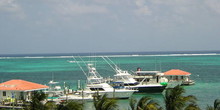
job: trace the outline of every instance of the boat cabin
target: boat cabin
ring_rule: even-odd
[[[134,79],[141,84],[166,82],[160,71],[142,71],[140,68],[135,72]]]
[[[111,82],[110,85],[114,88],[114,89],[123,89],[124,86],[124,82]]]

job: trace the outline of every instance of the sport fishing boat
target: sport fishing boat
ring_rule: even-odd
[[[113,82],[123,82],[124,86],[135,86],[139,84],[128,71],[123,71],[116,67],[115,72]]]
[[[108,57],[102,58],[116,72],[112,80],[113,82],[123,82],[126,88],[136,89],[138,93],[162,92],[167,85],[167,79],[163,77],[163,73],[159,71],[141,71],[141,69],[138,68],[138,71],[132,75],[128,71],[121,70]]]
[[[74,57],[73,59],[76,61],[76,64],[80,67],[87,79],[86,87],[81,90],[82,94],[87,93],[92,94],[93,96],[102,96],[107,94],[108,98],[128,99],[135,91],[137,91],[125,88],[124,86],[113,88],[111,85],[106,83],[106,80],[104,80],[103,77],[101,77],[101,75],[96,71],[93,64],[87,64],[88,72],[85,72],[79,62]],[[82,60],[82,58],[80,59]],[[82,62],[84,61],[82,60]]]
[[[96,71],[96,68],[93,67],[93,64],[87,65],[89,72],[84,73],[87,77],[87,84],[84,89],[81,88],[70,94],[65,94],[59,97],[61,101],[78,101],[78,102],[88,102],[93,101],[93,98],[97,95],[102,96],[107,94],[108,98],[116,98],[116,99],[128,99],[131,95],[137,91],[128,88],[124,88],[122,85],[115,86],[114,88],[105,82],[103,77]],[[82,69],[82,68],[81,68]],[[84,72],[84,71],[83,71]],[[79,83],[79,82],[78,82]],[[80,85],[80,84],[79,84]]]
[[[128,99],[137,90],[125,88],[123,85],[113,88],[110,84],[106,83],[103,77],[96,71],[92,64],[88,64],[87,85],[84,92],[99,95],[107,94],[108,98]]]

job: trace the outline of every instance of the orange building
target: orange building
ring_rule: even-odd
[[[182,85],[192,85],[195,82],[190,80],[191,73],[179,69],[172,69],[164,73],[169,82],[181,81]]]
[[[0,100],[3,101],[7,98],[13,98],[29,101],[33,91],[44,90],[47,88],[49,87],[20,79],[9,80],[0,83]]]

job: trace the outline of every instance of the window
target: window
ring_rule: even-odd
[[[181,79],[183,79],[183,76],[181,76]]]
[[[6,91],[3,91],[3,96],[6,96]]]
[[[103,88],[90,88],[91,91],[104,91]]]
[[[176,76],[176,80],[178,80],[178,76]]]

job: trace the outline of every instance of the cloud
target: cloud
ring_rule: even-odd
[[[115,5],[119,4],[122,0],[93,0],[96,3],[106,4],[106,5]]]
[[[214,12],[220,14],[220,1],[219,0],[206,0],[205,4]]]
[[[14,0],[1,0],[0,13],[8,13],[9,15],[20,19],[25,18],[25,14],[21,6]]]
[[[59,14],[67,16],[79,14],[103,14],[108,12],[108,9],[104,6],[86,4],[83,2],[73,2],[71,0],[56,1],[56,3],[53,4],[53,7]]]
[[[137,15],[151,15],[151,11],[146,5],[145,0],[136,0],[135,5],[137,6],[137,9],[135,9],[135,14]]]

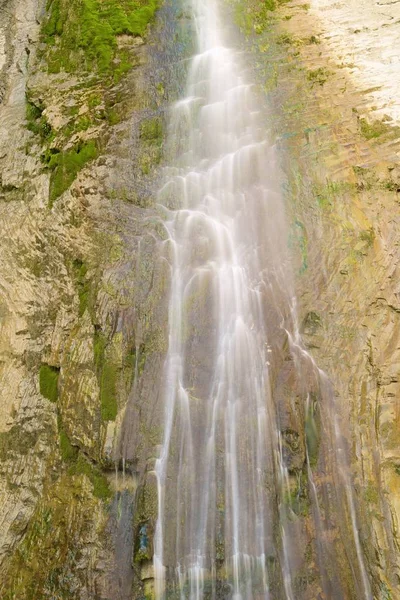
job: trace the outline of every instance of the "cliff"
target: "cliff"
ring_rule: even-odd
[[[169,286],[155,192],[190,25],[172,1],[129,6],[0,0],[5,599],[153,595]],[[395,11],[358,0],[227,8],[268,100],[299,326],[334,384],[379,600],[400,597]],[[282,433],[307,528],[303,417]],[[299,598],[318,593],[313,569],[308,556]]]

§ Your instructions
Show each line of the listing that holds the string "cliff".

§ The completed task
job: trace the outline of every instance of the "cliff"
target: "cliff"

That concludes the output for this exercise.